Goal of the exercise = Render the stretch from the line containing "Annotation task — tag each instance of the gray hair" through the line containing "pixel 711 215" as a Markdown table with the columns Row and Line. Put a row number in Row and the full line in Line, and leave out any blank lines.

Supplied records =
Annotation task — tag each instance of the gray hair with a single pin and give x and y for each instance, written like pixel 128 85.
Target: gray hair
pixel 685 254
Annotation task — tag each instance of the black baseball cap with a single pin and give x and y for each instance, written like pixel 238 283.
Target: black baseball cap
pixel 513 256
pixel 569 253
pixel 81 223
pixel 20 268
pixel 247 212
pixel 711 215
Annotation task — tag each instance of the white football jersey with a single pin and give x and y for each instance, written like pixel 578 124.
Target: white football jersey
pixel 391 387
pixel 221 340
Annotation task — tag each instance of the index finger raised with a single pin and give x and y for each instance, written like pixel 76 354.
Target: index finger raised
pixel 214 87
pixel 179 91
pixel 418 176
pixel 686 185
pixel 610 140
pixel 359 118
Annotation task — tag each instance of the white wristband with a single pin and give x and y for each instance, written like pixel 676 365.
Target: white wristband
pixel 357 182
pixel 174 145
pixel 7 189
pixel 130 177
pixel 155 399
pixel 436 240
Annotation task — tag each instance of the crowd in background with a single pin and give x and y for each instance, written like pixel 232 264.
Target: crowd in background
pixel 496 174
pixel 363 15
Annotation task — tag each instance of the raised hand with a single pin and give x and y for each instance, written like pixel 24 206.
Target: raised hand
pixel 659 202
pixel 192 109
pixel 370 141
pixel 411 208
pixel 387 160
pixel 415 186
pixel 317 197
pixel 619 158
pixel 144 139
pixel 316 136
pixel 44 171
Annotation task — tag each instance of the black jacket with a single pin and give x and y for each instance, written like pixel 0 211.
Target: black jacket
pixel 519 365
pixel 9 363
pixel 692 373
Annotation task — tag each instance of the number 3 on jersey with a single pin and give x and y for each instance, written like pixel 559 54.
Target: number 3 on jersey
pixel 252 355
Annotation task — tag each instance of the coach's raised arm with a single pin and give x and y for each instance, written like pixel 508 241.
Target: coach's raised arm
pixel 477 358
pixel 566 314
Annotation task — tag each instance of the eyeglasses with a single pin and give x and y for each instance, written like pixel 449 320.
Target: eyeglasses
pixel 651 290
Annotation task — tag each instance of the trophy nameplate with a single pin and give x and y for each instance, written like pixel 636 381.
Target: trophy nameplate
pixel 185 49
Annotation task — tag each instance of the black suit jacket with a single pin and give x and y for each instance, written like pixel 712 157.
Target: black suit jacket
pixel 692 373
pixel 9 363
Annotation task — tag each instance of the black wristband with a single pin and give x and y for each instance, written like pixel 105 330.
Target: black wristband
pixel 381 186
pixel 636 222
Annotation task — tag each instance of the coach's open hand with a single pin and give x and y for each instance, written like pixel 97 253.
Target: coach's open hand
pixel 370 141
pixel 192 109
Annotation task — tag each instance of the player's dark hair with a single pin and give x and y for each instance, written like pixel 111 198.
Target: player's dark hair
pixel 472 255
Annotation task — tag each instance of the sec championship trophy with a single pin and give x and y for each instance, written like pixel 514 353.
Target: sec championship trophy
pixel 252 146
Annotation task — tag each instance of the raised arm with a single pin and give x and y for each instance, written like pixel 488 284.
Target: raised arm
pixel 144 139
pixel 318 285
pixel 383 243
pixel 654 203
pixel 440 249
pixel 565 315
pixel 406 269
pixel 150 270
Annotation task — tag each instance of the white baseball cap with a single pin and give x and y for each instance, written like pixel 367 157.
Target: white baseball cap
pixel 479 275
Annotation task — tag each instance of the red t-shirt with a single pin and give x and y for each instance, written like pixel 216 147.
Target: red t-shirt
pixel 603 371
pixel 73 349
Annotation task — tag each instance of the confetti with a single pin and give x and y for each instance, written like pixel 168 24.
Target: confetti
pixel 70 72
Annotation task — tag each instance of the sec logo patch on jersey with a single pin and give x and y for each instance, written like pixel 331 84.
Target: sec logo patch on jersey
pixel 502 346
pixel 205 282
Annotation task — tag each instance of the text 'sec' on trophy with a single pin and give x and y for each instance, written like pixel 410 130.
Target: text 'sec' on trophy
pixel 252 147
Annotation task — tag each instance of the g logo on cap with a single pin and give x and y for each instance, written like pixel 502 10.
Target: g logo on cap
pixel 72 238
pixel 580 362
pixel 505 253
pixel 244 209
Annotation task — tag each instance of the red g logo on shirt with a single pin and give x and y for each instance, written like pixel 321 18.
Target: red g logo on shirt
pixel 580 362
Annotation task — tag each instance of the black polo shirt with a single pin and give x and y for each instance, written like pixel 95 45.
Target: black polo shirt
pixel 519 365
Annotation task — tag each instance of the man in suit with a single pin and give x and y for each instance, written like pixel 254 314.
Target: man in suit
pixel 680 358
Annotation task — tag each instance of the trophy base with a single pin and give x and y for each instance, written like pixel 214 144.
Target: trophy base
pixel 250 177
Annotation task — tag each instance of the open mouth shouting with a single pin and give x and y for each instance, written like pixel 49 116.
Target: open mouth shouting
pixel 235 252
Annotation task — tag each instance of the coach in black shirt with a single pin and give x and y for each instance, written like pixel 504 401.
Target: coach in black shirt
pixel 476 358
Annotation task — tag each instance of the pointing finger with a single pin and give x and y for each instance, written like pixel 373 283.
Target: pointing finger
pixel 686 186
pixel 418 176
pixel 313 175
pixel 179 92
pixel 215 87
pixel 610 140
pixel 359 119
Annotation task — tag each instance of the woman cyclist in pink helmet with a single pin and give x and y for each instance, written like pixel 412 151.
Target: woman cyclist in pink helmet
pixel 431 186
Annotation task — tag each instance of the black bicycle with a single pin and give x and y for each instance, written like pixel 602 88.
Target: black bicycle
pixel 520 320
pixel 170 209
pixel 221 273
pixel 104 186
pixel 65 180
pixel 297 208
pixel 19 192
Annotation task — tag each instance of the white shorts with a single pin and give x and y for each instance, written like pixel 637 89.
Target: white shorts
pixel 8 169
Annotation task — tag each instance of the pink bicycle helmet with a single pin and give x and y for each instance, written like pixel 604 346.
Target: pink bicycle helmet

* * *

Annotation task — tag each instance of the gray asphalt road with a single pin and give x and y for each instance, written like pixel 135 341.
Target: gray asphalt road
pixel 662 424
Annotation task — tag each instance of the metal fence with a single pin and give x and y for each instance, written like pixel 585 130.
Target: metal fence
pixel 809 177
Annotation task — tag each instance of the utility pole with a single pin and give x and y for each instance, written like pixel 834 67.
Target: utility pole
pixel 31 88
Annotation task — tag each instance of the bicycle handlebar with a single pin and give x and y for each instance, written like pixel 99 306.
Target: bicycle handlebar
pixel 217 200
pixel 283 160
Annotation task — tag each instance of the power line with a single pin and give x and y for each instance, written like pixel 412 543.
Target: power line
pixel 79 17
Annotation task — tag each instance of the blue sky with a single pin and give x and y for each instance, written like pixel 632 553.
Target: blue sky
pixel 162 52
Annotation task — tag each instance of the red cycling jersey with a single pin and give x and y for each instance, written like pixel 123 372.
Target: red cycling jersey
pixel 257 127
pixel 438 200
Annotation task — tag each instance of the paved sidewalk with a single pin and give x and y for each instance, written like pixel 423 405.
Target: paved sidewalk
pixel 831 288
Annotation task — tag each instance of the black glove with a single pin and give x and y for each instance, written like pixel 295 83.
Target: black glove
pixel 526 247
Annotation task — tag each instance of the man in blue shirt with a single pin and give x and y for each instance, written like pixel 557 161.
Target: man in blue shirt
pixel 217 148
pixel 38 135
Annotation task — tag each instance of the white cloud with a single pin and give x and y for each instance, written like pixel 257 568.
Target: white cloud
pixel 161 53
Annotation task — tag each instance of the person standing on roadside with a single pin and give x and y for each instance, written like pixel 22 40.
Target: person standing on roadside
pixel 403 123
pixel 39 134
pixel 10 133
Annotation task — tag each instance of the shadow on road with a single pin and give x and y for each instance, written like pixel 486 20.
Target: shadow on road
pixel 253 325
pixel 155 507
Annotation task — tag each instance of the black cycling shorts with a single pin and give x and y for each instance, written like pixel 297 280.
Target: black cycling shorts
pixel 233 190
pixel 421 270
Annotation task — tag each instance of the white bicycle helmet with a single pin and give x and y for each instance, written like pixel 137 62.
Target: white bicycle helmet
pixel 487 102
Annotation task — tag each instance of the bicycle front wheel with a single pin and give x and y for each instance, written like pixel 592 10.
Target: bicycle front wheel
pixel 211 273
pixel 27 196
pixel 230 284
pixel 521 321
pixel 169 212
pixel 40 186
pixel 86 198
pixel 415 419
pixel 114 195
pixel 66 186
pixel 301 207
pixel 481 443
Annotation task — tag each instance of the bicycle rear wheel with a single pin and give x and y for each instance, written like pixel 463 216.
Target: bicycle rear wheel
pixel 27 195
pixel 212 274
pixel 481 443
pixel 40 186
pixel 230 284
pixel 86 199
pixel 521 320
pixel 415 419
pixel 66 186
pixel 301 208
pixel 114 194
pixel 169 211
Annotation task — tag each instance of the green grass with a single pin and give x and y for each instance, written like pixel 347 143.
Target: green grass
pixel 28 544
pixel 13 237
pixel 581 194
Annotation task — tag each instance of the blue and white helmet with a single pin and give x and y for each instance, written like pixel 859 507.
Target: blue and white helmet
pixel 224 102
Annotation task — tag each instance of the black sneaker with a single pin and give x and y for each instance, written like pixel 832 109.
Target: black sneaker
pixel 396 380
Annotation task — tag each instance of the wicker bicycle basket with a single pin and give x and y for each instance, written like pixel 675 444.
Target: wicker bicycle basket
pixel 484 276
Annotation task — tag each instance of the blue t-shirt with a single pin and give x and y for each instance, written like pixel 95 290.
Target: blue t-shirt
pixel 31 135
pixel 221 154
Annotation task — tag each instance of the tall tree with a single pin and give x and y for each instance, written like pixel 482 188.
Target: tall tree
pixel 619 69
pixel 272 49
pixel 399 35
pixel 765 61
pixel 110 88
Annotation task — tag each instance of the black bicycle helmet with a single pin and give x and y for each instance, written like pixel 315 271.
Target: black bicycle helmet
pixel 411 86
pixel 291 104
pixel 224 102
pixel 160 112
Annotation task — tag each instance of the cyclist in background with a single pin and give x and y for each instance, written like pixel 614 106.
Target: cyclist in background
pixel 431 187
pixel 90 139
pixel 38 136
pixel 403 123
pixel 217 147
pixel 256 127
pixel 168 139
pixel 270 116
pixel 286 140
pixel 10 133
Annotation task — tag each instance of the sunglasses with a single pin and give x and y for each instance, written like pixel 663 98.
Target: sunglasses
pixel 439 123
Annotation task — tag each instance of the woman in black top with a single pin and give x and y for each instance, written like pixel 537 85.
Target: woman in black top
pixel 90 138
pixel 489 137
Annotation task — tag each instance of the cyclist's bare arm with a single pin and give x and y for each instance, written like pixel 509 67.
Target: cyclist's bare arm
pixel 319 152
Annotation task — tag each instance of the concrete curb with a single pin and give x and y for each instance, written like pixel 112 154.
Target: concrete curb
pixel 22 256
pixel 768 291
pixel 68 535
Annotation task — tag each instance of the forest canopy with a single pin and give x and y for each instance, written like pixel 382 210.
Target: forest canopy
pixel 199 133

Written answer =
| Row | Line |
|---|---|
| 1 | Annotation task — tag each instance of the gray hair with a single pin and give x and y for each instance, written like pixel 128 85. |
| 2 | Target: gray hair |
| 3 | pixel 685 254 |
| 4 | Annotation task — tag each instance of the black baseball cap with a single pin and give x and y for each instance, written like pixel 238 283. |
| 5 | Target: black baseball cap |
| 6 | pixel 513 256 |
| 7 | pixel 569 253 |
| 8 | pixel 81 223 |
| 9 | pixel 20 268 |
| 10 | pixel 247 212 |
| 11 | pixel 711 215 |